● What needs to be done:
Your copy of the material must match it exactly, except that pictures are dropped.

--- Start of Extracted data ---

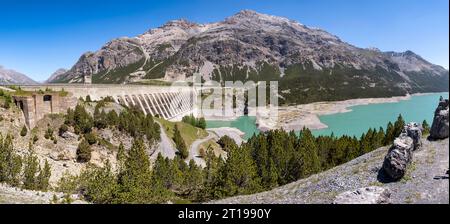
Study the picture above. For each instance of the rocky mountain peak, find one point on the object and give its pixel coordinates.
(182, 23)
(250, 44)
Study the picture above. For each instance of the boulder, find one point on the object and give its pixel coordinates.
(398, 157)
(439, 128)
(367, 195)
(414, 131)
(69, 136)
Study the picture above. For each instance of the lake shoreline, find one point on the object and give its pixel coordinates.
(295, 118)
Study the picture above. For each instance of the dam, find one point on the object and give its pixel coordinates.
(168, 102)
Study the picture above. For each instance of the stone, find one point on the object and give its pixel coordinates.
(69, 136)
(414, 131)
(367, 195)
(398, 157)
(439, 128)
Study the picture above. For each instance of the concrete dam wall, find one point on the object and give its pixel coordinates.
(168, 102)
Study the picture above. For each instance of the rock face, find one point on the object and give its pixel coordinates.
(414, 131)
(439, 128)
(401, 152)
(398, 157)
(8, 76)
(56, 75)
(367, 195)
(255, 46)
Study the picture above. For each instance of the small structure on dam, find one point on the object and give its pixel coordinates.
(35, 105)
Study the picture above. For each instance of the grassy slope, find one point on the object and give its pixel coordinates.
(188, 132)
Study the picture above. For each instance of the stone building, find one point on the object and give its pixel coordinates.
(36, 105)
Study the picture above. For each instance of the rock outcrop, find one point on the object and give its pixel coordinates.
(439, 128)
(367, 195)
(401, 152)
(414, 131)
(398, 157)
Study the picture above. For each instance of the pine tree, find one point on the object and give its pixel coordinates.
(239, 174)
(84, 152)
(202, 123)
(10, 162)
(193, 179)
(390, 134)
(399, 126)
(30, 171)
(179, 142)
(112, 118)
(44, 177)
(121, 157)
(135, 179)
(308, 154)
(425, 127)
(24, 131)
(101, 186)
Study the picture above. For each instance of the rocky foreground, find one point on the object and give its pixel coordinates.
(426, 181)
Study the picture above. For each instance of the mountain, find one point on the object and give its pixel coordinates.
(309, 63)
(8, 76)
(56, 75)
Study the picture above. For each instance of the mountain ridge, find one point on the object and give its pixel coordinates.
(10, 76)
(259, 47)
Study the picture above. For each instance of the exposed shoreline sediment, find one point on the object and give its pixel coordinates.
(307, 115)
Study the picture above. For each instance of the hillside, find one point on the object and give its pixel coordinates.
(308, 62)
(425, 182)
(9, 77)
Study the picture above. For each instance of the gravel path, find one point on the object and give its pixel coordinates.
(12, 195)
(194, 150)
(166, 147)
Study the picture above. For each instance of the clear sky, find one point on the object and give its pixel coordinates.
(38, 37)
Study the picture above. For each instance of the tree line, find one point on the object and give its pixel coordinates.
(196, 122)
(22, 171)
(265, 161)
(130, 121)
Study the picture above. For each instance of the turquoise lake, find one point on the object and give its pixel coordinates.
(360, 119)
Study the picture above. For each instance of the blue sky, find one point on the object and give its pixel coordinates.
(38, 37)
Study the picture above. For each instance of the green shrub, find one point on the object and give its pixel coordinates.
(24, 131)
(63, 129)
(84, 152)
(90, 138)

--- End of Extracted data ---

● Finished exercise:
Study the picture above. For each instance of the rocky mountain peak, find one point on the object and give its pixel coordinates.
(182, 23)
(250, 44)
Study the picture above. For each instance of the boulder, find one point on the object and give its pixel coordinates.
(398, 157)
(439, 128)
(367, 195)
(414, 131)
(69, 136)
Study the picture above. For each instance of the lake shoreline, find one point on the object and give its pixel coordinates.
(295, 118)
Study the picture above. For each instance of the dam, find one point on the object and give its pixel coordinates.
(168, 102)
Study the picture above. For each instance of the stone, find one point on the object and give its pixel coordinates.
(69, 136)
(414, 131)
(367, 195)
(398, 157)
(439, 128)
Study the picture above. For each instance of the concrete dam wall, find one point on the object and give its pixel coordinates.
(168, 102)
Study the picture above. For each instance of the rock face, find one point on the object and give its pixel coordinates.
(414, 131)
(439, 128)
(401, 152)
(398, 157)
(8, 76)
(56, 75)
(367, 195)
(255, 46)
Study the picture above. For each instance of the small structure on dam, find one point on the object and give its pixel coordinates.
(35, 105)
Study the picture above. For each instance of the grassy slope, find one point on the object and give its pixel coordinates.
(188, 132)
Study the picture above. For each instance of the stone building, find one point on the object and give its pixel coordinates.
(36, 105)
Study the picture above. For each instance of the rock outcrop, find one point on the object and give its pixel coordinates.
(439, 128)
(367, 195)
(401, 152)
(414, 131)
(398, 157)
Study the picture above. For each instance of the pine tree, find one point on the object and give its pixel coordinates.
(239, 174)
(84, 152)
(202, 123)
(10, 162)
(193, 179)
(390, 134)
(399, 126)
(30, 171)
(179, 142)
(112, 118)
(44, 177)
(121, 157)
(135, 179)
(308, 154)
(425, 127)
(24, 131)
(101, 186)
Study the picture above. For each instance of the rocky foreground, find one point on the object and give its pixel coordinates.
(426, 181)
Study the picture above. For each instance of the mountain, find one point on the object and give its pixel coordinates.
(309, 63)
(8, 76)
(56, 75)
Study the picture above. For each instance of the mountain ridge, find one point on the object and give its pixel coordinates.
(10, 76)
(259, 47)
Study the picture above. For each instance of the exposed shoreline sediment, find one point on the object and give its pixel coordinates.
(307, 115)
Study the picture above. For each instance of the hillside, find one point on the object and give its pixel coordinates.
(308, 62)
(425, 182)
(9, 77)
Study the picture above. For each instance of the gravel path, find one point on the object and give its pixel coordinates.
(12, 195)
(194, 150)
(166, 147)
Study the picture above. For each instance of the clear sky, find one point on the object and give its pixel coordinates.
(38, 37)
Study the picture above. For each instance of the tree line, find one point on the object and give its pixel coordinates.
(196, 122)
(22, 171)
(265, 161)
(130, 121)
Study the picture above. For each instance of the turquoise lake, find one point on the object and give its pixel coordinates.
(360, 119)
Study the picture above. For each instance of the blue sky, find one point on the object and give its pixel coordinates.
(38, 37)
Study the picture above. For each instance of the green shrub, find one point on the object and give its pixel coordinates.
(24, 131)
(63, 129)
(84, 152)
(90, 138)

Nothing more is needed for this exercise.